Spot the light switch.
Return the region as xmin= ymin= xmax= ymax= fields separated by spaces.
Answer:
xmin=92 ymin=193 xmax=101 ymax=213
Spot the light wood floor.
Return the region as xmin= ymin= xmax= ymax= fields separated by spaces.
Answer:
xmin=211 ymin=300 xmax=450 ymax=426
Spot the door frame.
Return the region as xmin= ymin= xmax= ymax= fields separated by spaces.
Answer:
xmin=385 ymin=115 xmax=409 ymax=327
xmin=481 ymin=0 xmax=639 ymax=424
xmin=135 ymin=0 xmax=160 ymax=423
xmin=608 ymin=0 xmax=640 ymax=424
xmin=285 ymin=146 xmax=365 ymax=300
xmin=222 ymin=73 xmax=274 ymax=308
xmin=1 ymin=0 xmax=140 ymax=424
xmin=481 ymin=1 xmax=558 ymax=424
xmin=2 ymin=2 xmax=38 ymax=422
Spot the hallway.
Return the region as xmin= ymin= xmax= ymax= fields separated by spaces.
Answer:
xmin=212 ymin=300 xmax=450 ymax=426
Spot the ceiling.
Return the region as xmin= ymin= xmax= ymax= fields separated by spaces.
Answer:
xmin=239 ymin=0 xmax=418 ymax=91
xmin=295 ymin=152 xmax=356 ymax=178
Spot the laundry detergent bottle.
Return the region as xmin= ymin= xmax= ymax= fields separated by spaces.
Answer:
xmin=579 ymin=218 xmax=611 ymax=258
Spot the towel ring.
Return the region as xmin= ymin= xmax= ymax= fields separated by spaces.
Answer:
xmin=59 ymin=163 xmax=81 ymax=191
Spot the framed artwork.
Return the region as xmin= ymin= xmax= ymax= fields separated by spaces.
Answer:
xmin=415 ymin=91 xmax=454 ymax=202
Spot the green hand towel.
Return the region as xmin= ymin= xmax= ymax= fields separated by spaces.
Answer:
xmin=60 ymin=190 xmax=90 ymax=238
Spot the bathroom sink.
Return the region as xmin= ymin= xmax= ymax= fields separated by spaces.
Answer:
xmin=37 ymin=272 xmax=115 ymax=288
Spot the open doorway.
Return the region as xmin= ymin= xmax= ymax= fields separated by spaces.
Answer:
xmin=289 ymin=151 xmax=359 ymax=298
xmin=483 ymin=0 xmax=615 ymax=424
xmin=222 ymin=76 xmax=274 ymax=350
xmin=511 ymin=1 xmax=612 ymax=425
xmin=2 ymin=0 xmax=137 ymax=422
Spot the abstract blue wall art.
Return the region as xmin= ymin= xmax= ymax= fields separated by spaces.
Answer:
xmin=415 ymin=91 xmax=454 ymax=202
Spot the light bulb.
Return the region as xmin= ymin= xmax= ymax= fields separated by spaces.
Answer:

=-=-=

§ Requirement:
Find every line in the records that has the word "towel". Copy those lines.

§ Expected output:
Spot the towel ring.
Spot the green hand towel.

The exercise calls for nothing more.